• **Passage to read**:

Quotes of the day
posted at 9:15 pm on December 17, 2011 by Allahpundit
“So is it probable that Mitt Romney and Newt Gingrich, currently at each other throats providing colorful sound bites for Team Obama’s future campaign commercials, could eventually join forces, help unite the Republican Party and become the GOP ticket in 2012?
“Is this the best ticket to lead a nation that is trying to “right” itself and stop the trends toward national and global decline?
“Their skill sets and personalities could not be more different, but they could blend together and become a formidable force of constructive change.
“Both Romney and Gingrich are experienced, qualified to be president and for a divided party, represent the marriage of the establishment and conservative wings, something that is necessary if the GOP is to survive in its present form.”

• **Excerpted data**:
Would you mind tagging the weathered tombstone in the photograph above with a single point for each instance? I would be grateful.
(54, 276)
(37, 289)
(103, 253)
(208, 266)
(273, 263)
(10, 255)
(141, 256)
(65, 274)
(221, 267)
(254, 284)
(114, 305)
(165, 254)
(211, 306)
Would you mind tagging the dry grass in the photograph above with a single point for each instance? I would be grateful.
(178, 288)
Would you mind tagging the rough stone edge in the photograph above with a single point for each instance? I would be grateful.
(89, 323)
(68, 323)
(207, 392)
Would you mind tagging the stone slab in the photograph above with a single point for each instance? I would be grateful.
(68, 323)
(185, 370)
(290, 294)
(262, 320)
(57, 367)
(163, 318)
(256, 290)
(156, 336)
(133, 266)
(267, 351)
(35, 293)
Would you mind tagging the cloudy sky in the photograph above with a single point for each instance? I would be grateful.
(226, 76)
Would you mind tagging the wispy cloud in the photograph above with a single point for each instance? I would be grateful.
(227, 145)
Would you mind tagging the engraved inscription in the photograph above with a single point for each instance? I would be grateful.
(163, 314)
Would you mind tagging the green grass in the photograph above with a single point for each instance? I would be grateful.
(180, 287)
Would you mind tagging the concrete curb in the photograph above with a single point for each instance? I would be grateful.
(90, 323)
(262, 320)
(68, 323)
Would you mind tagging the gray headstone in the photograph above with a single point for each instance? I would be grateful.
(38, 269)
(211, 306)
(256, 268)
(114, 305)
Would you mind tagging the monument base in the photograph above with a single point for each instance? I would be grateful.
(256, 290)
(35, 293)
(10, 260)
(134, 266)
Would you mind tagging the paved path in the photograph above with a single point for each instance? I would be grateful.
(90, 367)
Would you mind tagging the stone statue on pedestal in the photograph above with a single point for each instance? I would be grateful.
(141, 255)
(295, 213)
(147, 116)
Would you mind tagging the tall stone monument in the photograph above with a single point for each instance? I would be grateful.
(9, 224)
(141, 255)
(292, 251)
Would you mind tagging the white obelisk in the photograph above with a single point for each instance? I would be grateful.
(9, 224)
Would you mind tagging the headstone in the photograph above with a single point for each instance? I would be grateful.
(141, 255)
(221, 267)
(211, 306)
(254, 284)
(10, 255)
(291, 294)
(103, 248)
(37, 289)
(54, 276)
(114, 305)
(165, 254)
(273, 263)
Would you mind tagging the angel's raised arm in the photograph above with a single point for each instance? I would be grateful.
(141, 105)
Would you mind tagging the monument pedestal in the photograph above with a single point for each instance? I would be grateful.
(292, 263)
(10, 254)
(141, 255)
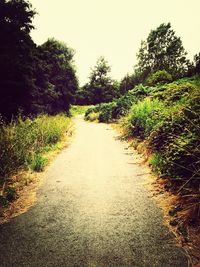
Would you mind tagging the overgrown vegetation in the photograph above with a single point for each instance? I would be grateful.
(167, 118)
(24, 142)
(34, 79)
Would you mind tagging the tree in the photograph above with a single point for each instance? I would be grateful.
(56, 81)
(16, 56)
(197, 63)
(101, 88)
(162, 50)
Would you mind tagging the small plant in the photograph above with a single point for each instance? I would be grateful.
(159, 77)
(38, 163)
(11, 193)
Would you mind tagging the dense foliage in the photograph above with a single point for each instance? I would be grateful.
(100, 88)
(167, 117)
(162, 50)
(33, 79)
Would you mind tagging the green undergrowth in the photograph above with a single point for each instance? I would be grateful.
(78, 110)
(167, 117)
(24, 144)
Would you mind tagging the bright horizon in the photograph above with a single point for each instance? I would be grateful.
(113, 28)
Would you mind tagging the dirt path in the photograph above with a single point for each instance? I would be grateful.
(93, 210)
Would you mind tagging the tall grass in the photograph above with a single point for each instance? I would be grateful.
(23, 140)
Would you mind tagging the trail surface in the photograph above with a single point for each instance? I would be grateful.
(92, 210)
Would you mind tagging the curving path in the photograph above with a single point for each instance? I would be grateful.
(92, 210)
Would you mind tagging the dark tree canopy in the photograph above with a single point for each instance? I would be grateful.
(101, 87)
(16, 56)
(162, 50)
(56, 81)
(33, 79)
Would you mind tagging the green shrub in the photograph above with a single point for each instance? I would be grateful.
(144, 116)
(159, 77)
(93, 116)
(38, 163)
(22, 140)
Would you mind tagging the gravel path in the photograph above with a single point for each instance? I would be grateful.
(92, 210)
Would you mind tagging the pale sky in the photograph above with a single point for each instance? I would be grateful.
(113, 28)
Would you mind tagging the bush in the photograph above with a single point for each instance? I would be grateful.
(159, 77)
(144, 116)
(22, 140)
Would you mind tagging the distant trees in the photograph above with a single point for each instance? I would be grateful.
(56, 82)
(100, 88)
(197, 64)
(162, 50)
(16, 56)
(33, 79)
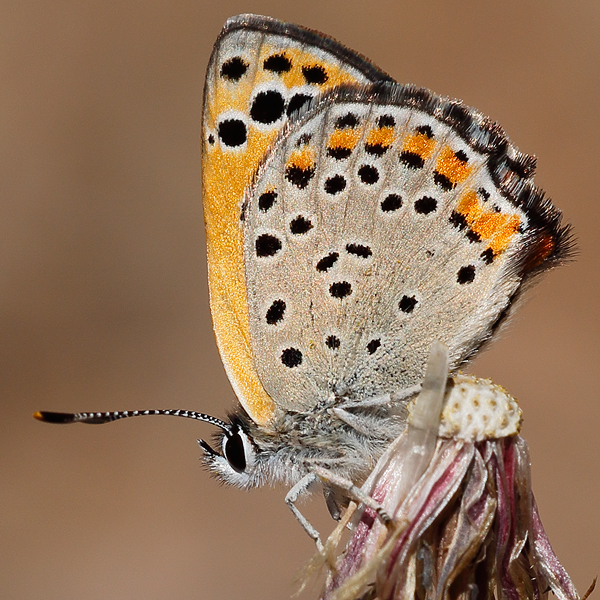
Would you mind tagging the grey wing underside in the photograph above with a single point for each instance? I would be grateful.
(356, 264)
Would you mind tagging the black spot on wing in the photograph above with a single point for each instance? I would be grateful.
(332, 342)
(368, 174)
(232, 132)
(407, 304)
(327, 262)
(298, 176)
(373, 345)
(359, 250)
(275, 312)
(266, 200)
(267, 107)
(391, 203)
(234, 68)
(315, 74)
(291, 357)
(340, 289)
(425, 205)
(277, 63)
(300, 225)
(267, 245)
(466, 274)
(297, 101)
(335, 185)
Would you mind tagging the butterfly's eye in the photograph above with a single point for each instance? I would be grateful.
(235, 451)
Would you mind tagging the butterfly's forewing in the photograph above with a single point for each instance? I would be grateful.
(385, 219)
(260, 72)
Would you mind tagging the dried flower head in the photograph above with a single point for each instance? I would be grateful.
(464, 522)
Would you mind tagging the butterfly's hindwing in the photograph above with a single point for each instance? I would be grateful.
(374, 228)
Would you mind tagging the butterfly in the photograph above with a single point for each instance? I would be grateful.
(351, 222)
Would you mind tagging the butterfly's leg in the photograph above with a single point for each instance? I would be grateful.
(353, 492)
(301, 488)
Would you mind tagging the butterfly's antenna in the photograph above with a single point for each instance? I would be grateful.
(107, 417)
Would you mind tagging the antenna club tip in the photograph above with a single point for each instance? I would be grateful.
(51, 417)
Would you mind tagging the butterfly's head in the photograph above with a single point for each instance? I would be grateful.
(237, 461)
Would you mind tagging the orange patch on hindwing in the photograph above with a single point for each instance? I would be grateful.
(496, 228)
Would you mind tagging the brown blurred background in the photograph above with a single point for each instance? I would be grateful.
(103, 296)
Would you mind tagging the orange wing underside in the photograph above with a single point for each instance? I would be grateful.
(226, 174)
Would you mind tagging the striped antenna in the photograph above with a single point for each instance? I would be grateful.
(107, 417)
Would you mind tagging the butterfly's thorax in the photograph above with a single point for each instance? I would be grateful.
(295, 442)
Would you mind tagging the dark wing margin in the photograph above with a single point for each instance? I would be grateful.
(305, 36)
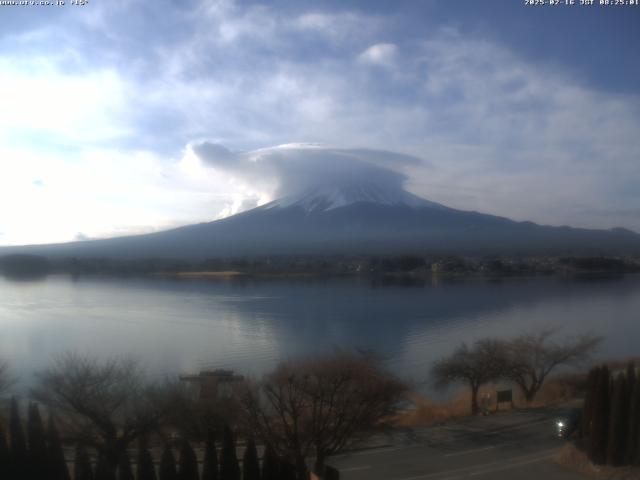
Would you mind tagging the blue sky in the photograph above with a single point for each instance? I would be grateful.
(522, 111)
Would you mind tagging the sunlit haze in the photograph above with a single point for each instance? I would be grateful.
(124, 117)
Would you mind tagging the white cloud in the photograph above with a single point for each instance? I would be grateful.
(382, 54)
(502, 134)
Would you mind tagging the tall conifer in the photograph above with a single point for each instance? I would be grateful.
(37, 443)
(250, 462)
(600, 420)
(104, 470)
(210, 466)
(270, 466)
(188, 462)
(145, 469)
(168, 465)
(19, 454)
(616, 445)
(587, 409)
(229, 468)
(82, 465)
(632, 454)
(56, 462)
(125, 472)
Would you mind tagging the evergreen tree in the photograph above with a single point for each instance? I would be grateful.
(270, 466)
(104, 470)
(631, 375)
(168, 465)
(587, 409)
(229, 468)
(5, 456)
(210, 467)
(56, 462)
(145, 469)
(250, 462)
(600, 418)
(19, 455)
(82, 465)
(124, 467)
(188, 462)
(37, 453)
(616, 446)
(287, 470)
(632, 454)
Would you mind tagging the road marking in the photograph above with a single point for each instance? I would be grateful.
(512, 465)
(372, 451)
(466, 452)
(355, 469)
(487, 467)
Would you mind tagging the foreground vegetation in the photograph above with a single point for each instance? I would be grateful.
(20, 265)
(309, 409)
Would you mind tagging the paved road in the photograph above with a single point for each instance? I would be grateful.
(510, 445)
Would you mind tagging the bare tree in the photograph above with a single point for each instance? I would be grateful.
(106, 403)
(533, 356)
(474, 365)
(320, 406)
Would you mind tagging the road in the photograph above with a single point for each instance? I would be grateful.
(509, 445)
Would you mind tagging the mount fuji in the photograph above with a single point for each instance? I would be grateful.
(350, 218)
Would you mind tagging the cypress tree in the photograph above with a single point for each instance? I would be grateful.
(104, 470)
(210, 466)
(188, 462)
(616, 445)
(287, 470)
(145, 469)
(124, 467)
(37, 443)
(229, 468)
(600, 418)
(5, 456)
(82, 465)
(631, 376)
(632, 455)
(18, 450)
(56, 462)
(587, 409)
(270, 467)
(168, 465)
(250, 463)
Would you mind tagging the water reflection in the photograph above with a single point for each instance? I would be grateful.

• **What is asked**:
**1.** Summarize the passage about a possible Romney and Gingrich ticket in two sentences.
**2.** Write the next part of the passage about a possible Romney and Gingrich ticket, picking up after its last sentence.
The data were drawn from a separate source.

• **Answers in order**:
**1.** The passage asks whether Mitt Romney and Newt Gingrich, who are currently at each other's throats, could eventually join forces, help unite the Republican Party and become the GOP ticket in 2012. It holds that despite very different skill sets and personalities they could blend into a formidable force of constructive change, since both are experienced, qualified to be president and together represent the marriage of the party's establishment and conservative wings.

**2.**
“‘I think Tea Partiers may have listened to the first debate where we discussed the speaker’s compensation from Freddie Mac, for instance. And he said, I think he said that he got $300,000 from Freddie Mac and it was to work as an historian. And as time has gone on we find out it’s $1.6 million and he worked as a spokesman for, in providing support for Freddie Mac,’ Romney said. ‘I think as tea partiers concentrate on that for instance, they’ll say, wow, this really isn’t the guy that would represent our views.’
“The tea party, Romney said, is ‘anxious to have people who are outside Washington coming in to change Washington, as opposed to people who stayed in Washington for 30 years.’
“‘And I believe on the issues, as well, that I line up with a smaller government, a less intrusive government, regulations being pared back, holding down the tax rates of the American people, maintaining a strong defense, and so many Tea Party folks are going to find me, I believe to be the ideal candidate,’ Romney said. ‘I sure hope so.'”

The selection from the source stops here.